[Collection entries]
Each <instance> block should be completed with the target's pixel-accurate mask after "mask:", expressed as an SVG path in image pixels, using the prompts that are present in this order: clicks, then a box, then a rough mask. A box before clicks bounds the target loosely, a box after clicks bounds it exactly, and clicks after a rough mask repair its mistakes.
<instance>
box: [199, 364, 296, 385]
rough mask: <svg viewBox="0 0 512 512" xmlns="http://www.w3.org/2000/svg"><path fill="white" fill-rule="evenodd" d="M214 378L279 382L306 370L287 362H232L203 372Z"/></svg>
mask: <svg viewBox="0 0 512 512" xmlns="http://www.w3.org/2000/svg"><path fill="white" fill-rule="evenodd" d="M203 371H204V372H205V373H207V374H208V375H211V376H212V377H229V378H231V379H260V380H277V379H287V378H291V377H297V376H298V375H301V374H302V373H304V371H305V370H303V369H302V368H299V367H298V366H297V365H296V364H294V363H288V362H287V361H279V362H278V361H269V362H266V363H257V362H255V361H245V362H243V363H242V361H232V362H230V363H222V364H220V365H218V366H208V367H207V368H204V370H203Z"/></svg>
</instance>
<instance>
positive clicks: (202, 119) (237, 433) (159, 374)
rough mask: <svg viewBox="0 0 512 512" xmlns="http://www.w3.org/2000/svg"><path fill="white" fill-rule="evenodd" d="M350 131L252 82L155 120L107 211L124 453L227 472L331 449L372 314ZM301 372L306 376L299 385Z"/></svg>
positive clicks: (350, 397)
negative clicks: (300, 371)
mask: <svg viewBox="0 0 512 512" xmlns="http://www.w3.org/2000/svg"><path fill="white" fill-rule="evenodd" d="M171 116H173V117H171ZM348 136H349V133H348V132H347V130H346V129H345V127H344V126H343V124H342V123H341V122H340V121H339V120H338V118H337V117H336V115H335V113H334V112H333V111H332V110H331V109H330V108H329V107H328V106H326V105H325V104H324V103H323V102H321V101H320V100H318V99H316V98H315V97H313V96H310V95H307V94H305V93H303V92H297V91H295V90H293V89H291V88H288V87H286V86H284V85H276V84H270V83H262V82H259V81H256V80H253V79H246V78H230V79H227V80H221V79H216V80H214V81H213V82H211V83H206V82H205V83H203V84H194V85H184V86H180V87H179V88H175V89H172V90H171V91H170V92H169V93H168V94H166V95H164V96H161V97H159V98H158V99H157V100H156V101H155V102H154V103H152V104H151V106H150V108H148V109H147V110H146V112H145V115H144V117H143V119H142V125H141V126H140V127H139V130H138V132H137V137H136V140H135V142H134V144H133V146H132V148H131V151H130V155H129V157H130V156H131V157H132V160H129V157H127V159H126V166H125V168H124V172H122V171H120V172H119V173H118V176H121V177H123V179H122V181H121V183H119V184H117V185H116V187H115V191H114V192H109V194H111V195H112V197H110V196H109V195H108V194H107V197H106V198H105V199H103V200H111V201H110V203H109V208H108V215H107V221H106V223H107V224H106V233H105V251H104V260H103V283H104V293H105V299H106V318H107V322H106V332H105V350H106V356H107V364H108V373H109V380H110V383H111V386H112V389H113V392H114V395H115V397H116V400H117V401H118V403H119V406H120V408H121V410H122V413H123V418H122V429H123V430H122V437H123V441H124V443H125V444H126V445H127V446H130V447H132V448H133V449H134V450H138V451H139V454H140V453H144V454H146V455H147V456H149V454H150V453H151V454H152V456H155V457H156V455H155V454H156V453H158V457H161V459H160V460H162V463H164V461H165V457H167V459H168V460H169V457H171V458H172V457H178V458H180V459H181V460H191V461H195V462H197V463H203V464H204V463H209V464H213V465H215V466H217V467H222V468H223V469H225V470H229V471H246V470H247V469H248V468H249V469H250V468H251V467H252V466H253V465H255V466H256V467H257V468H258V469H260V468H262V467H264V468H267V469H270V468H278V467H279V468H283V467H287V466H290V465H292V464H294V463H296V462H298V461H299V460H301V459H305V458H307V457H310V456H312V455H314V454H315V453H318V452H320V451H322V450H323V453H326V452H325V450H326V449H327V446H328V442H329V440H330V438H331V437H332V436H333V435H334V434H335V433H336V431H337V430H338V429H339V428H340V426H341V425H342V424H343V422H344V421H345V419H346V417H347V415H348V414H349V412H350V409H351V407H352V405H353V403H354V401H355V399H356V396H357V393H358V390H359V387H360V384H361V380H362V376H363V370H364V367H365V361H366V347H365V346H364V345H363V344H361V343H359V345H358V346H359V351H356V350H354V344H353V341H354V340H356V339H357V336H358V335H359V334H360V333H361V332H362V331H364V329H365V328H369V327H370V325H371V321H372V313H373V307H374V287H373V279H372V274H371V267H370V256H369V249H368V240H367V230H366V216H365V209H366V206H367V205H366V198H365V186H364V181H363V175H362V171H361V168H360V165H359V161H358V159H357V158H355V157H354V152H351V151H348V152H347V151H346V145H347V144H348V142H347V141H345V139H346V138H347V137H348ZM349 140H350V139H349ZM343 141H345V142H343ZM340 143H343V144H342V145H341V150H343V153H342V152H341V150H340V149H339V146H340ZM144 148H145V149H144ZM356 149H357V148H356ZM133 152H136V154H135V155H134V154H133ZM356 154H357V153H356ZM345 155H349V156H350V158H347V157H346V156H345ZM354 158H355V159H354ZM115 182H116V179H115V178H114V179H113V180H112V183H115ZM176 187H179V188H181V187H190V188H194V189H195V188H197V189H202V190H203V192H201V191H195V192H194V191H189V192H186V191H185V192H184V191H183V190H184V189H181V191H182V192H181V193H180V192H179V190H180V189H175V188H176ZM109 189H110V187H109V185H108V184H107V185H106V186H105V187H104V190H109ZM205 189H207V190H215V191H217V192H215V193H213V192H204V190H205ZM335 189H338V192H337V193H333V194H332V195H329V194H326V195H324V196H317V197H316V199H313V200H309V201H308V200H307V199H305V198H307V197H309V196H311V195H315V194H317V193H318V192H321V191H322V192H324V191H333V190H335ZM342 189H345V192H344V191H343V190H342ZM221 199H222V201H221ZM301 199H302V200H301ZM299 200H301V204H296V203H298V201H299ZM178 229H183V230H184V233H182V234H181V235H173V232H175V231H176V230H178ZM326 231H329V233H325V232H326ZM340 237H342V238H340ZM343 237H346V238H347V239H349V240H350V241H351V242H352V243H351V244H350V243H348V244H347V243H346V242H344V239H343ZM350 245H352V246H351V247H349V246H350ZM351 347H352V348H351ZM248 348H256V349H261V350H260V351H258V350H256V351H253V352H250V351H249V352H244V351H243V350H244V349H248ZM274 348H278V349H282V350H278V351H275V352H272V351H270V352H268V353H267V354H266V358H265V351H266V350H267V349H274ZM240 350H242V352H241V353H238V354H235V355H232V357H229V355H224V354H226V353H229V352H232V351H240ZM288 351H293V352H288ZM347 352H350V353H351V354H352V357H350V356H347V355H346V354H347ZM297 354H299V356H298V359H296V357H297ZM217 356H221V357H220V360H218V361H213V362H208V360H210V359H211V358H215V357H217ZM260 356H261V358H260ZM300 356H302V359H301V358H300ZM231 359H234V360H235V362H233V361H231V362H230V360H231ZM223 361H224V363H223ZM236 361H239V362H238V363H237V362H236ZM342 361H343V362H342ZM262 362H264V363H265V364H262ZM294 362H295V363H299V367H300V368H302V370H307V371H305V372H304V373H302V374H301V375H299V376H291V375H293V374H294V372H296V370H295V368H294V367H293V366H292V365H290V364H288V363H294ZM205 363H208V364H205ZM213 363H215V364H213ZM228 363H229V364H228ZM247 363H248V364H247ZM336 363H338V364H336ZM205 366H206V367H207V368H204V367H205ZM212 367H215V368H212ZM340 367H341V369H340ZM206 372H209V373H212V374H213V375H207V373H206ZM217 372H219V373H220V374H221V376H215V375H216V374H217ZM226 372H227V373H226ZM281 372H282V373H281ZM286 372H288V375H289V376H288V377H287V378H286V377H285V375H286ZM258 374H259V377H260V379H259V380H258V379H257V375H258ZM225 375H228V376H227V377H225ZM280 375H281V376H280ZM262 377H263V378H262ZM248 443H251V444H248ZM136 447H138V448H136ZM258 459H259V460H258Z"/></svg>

* Required work: From the records above, reproduce exactly the lines from the one with "positive clicks: (202, 119)" to the one with "positive clicks: (350, 397)", both included, and no others.

* Exercise answer:
positive clicks: (202, 119) (237, 433) (159, 374)
rough mask: <svg viewBox="0 0 512 512" xmlns="http://www.w3.org/2000/svg"><path fill="white" fill-rule="evenodd" d="M350 131L252 82L155 120L107 211L124 453L227 472L331 449L372 314ZM301 372L306 376L299 385Z"/></svg>
positive clicks: (350, 397)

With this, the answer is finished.